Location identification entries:
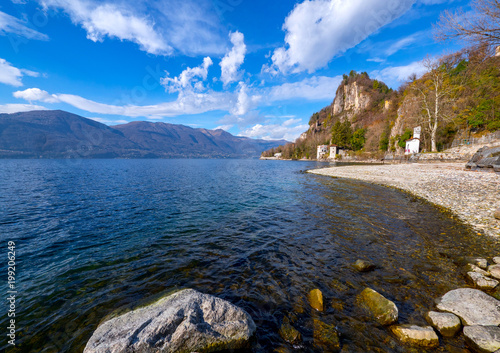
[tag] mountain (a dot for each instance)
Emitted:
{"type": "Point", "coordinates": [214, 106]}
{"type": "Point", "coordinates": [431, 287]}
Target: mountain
{"type": "Point", "coordinates": [59, 134]}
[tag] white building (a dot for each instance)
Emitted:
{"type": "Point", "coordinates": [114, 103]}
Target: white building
{"type": "Point", "coordinates": [413, 144]}
{"type": "Point", "coordinates": [322, 151]}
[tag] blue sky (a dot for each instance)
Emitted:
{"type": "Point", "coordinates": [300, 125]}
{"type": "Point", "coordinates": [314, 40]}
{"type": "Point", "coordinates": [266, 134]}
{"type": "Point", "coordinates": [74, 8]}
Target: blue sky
{"type": "Point", "coordinates": [254, 68]}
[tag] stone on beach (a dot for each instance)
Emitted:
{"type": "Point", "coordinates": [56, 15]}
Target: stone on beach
{"type": "Point", "coordinates": [363, 266]}
{"type": "Point", "coordinates": [494, 271]}
{"type": "Point", "coordinates": [483, 338]}
{"type": "Point", "coordinates": [384, 311]}
{"type": "Point", "coordinates": [472, 306]}
{"type": "Point", "coordinates": [316, 299]}
{"type": "Point", "coordinates": [447, 324]}
{"type": "Point", "coordinates": [186, 321]}
{"type": "Point", "coordinates": [416, 335]}
{"type": "Point", "coordinates": [481, 281]}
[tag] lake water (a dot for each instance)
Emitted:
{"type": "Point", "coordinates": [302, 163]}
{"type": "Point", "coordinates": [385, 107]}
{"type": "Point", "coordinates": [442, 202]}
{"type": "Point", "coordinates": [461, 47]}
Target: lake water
{"type": "Point", "coordinates": [94, 236]}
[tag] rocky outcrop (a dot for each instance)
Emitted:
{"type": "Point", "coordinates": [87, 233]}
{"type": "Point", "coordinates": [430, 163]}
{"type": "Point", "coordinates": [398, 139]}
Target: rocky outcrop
{"type": "Point", "coordinates": [316, 299]}
{"type": "Point", "coordinates": [186, 321]}
{"type": "Point", "coordinates": [416, 335]}
{"type": "Point", "coordinates": [473, 306]}
{"type": "Point", "coordinates": [483, 338]}
{"type": "Point", "coordinates": [486, 158]}
{"type": "Point", "coordinates": [351, 98]}
{"type": "Point", "coordinates": [447, 324]}
{"type": "Point", "coordinates": [381, 309]}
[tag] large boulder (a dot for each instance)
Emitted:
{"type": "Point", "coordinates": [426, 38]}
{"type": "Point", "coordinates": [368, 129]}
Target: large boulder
{"type": "Point", "coordinates": [483, 338]}
{"type": "Point", "coordinates": [186, 321]}
{"type": "Point", "coordinates": [447, 324]}
{"type": "Point", "coordinates": [416, 335]}
{"type": "Point", "coordinates": [381, 309]}
{"type": "Point", "coordinates": [473, 306]}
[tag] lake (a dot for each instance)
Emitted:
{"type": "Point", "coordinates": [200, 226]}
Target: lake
{"type": "Point", "coordinates": [95, 236]}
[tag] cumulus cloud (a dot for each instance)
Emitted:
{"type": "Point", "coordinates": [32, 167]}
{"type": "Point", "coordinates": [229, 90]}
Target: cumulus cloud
{"type": "Point", "coordinates": [318, 30]}
{"type": "Point", "coordinates": [36, 94]}
{"type": "Point", "coordinates": [288, 130]}
{"type": "Point", "coordinates": [15, 108]}
{"type": "Point", "coordinates": [102, 20]}
{"type": "Point", "coordinates": [395, 75]}
{"type": "Point", "coordinates": [12, 25]}
{"type": "Point", "coordinates": [11, 75]}
{"type": "Point", "coordinates": [312, 88]}
{"type": "Point", "coordinates": [189, 79]}
{"type": "Point", "coordinates": [232, 61]}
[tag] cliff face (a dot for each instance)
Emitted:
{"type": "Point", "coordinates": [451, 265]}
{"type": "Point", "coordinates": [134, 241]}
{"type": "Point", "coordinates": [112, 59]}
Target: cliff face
{"type": "Point", "coordinates": [351, 98]}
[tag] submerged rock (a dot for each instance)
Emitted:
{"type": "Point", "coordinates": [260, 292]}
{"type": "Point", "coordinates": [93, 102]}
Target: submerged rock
{"type": "Point", "coordinates": [316, 299]}
{"type": "Point", "coordinates": [473, 306]}
{"type": "Point", "coordinates": [363, 266]}
{"type": "Point", "coordinates": [325, 336]}
{"type": "Point", "coordinates": [483, 338]}
{"type": "Point", "coordinates": [447, 324]}
{"type": "Point", "coordinates": [382, 309]}
{"type": "Point", "coordinates": [186, 321]}
{"type": "Point", "coordinates": [416, 335]}
{"type": "Point", "coordinates": [494, 271]}
{"type": "Point", "coordinates": [289, 333]}
{"type": "Point", "coordinates": [481, 281]}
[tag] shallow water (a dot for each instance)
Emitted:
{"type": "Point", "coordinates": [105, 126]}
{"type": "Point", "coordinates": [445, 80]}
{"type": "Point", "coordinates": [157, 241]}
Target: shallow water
{"type": "Point", "coordinates": [93, 236]}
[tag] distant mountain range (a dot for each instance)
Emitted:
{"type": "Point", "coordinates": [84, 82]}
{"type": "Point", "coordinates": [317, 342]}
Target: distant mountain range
{"type": "Point", "coordinates": [59, 134]}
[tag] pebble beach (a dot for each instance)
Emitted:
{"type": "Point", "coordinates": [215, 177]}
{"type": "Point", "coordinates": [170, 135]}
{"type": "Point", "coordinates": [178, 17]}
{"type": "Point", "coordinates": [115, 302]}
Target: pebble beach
{"type": "Point", "coordinates": [473, 196]}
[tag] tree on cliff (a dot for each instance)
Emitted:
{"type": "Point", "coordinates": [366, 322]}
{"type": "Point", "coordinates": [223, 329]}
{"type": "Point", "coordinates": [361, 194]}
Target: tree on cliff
{"type": "Point", "coordinates": [436, 93]}
{"type": "Point", "coordinates": [482, 25]}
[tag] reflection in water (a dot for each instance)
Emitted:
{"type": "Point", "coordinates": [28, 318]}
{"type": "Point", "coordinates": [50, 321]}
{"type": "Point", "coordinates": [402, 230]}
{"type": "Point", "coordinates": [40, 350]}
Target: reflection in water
{"type": "Point", "coordinates": [102, 235]}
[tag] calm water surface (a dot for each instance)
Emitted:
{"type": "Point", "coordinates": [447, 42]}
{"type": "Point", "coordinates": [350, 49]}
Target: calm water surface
{"type": "Point", "coordinates": [94, 236]}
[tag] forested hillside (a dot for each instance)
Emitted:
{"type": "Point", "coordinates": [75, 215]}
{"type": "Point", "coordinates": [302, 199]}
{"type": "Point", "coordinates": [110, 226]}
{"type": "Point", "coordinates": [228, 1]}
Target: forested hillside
{"type": "Point", "coordinates": [458, 97]}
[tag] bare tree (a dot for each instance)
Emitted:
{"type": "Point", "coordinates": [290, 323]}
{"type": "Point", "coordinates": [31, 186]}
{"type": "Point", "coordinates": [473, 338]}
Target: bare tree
{"type": "Point", "coordinates": [482, 25]}
{"type": "Point", "coordinates": [436, 96]}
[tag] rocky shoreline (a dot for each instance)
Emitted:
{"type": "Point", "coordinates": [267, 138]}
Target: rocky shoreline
{"type": "Point", "coordinates": [471, 195]}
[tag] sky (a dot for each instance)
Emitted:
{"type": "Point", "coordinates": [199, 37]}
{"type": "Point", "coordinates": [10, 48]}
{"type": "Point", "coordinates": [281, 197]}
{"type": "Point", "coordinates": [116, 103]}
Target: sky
{"type": "Point", "coordinates": [253, 68]}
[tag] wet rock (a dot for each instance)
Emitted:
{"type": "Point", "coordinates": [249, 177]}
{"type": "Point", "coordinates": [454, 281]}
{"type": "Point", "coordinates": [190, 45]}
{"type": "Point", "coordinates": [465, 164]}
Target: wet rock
{"type": "Point", "coordinates": [363, 266]}
{"type": "Point", "coordinates": [289, 333]}
{"type": "Point", "coordinates": [416, 335]}
{"type": "Point", "coordinates": [186, 321]}
{"type": "Point", "coordinates": [325, 336]}
{"type": "Point", "coordinates": [316, 299]}
{"type": "Point", "coordinates": [494, 271]}
{"type": "Point", "coordinates": [446, 323]}
{"type": "Point", "coordinates": [382, 309]}
{"type": "Point", "coordinates": [472, 306]}
{"type": "Point", "coordinates": [474, 268]}
{"type": "Point", "coordinates": [483, 338]}
{"type": "Point", "coordinates": [481, 281]}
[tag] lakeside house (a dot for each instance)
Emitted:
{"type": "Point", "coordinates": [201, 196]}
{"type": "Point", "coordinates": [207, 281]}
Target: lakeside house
{"type": "Point", "coordinates": [413, 144]}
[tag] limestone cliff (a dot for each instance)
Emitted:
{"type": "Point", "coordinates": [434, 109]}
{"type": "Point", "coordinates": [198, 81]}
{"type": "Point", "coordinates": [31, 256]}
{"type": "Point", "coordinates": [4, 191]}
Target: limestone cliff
{"type": "Point", "coordinates": [351, 98]}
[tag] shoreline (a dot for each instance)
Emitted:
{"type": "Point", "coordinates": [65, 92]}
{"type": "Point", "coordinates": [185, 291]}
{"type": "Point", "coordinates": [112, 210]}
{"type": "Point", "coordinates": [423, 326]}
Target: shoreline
{"type": "Point", "coordinates": [471, 195]}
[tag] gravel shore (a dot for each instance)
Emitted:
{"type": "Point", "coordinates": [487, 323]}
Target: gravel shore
{"type": "Point", "coordinates": [472, 195]}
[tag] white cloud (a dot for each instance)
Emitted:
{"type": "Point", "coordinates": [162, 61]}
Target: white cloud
{"type": "Point", "coordinates": [35, 94]}
{"type": "Point", "coordinates": [395, 75]}
{"type": "Point", "coordinates": [312, 88]}
{"type": "Point", "coordinates": [15, 108]}
{"type": "Point", "coordinates": [232, 61]}
{"type": "Point", "coordinates": [189, 79]}
{"type": "Point", "coordinates": [11, 75]}
{"type": "Point", "coordinates": [10, 24]}
{"type": "Point", "coordinates": [318, 30]}
{"type": "Point", "coordinates": [288, 130]}
{"type": "Point", "coordinates": [106, 19]}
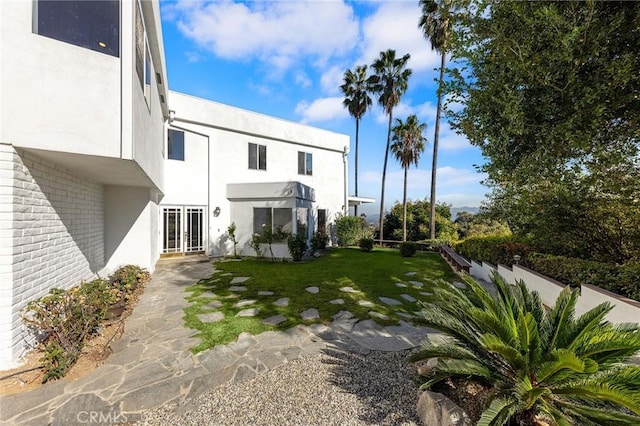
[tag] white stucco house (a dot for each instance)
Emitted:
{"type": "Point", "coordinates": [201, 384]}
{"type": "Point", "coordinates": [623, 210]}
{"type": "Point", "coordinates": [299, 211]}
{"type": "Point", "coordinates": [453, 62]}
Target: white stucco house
{"type": "Point", "coordinates": [101, 165]}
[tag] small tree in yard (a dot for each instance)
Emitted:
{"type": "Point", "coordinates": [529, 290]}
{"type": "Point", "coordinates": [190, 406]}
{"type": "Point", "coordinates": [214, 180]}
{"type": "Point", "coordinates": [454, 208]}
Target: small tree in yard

• [Do this]:
Take only the line containing "[tag] gravel shore (a dot for each instance)" and every line after it to the end of the entries, and copy them exactly, pictures excluded.

• [Task solution]:
[tag] gravel shore (a dot for each instance)
Emitted:
{"type": "Point", "coordinates": [487, 323]}
Target: gravel shore
{"type": "Point", "coordinates": [472, 195]}
[tag] white cloud (a dot for each instance)
Emitted:
{"type": "Point", "coordinates": [162, 61]}
Target: white cloud
{"type": "Point", "coordinates": [35, 94]}
{"type": "Point", "coordinates": [395, 75]}
{"type": "Point", "coordinates": [312, 88]}
{"type": "Point", "coordinates": [15, 108]}
{"type": "Point", "coordinates": [232, 61]}
{"type": "Point", "coordinates": [189, 79]}
{"type": "Point", "coordinates": [11, 75]}
{"type": "Point", "coordinates": [10, 24]}
{"type": "Point", "coordinates": [318, 30]}
{"type": "Point", "coordinates": [288, 130]}
{"type": "Point", "coordinates": [106, 19]}
[tag] white stucco house (a dot for each instance)
Emitted:
{"type": "Point", "coordinates": [201, 384]}
{"type": "Point", "coordinates": [623, 210]}
{"type": "Point", "coordinates": [299, 211]}
{"type": "Point", "coordinates": [453, 62]}
Target: white stucco house
{"type": "Point", "coordinates": [101, 165]}
[tag] small tree in yard (a dot for each instance)
Emitted:
{"type": "Point", "coordinates": [529, 290]}
{"type": "Point", "coordinates": [190, 406]}
{"type": "Point", "coordinates": [214, 180]}
{"type": "Point", "coordinates": [454, 208]}
Target: small tree in yard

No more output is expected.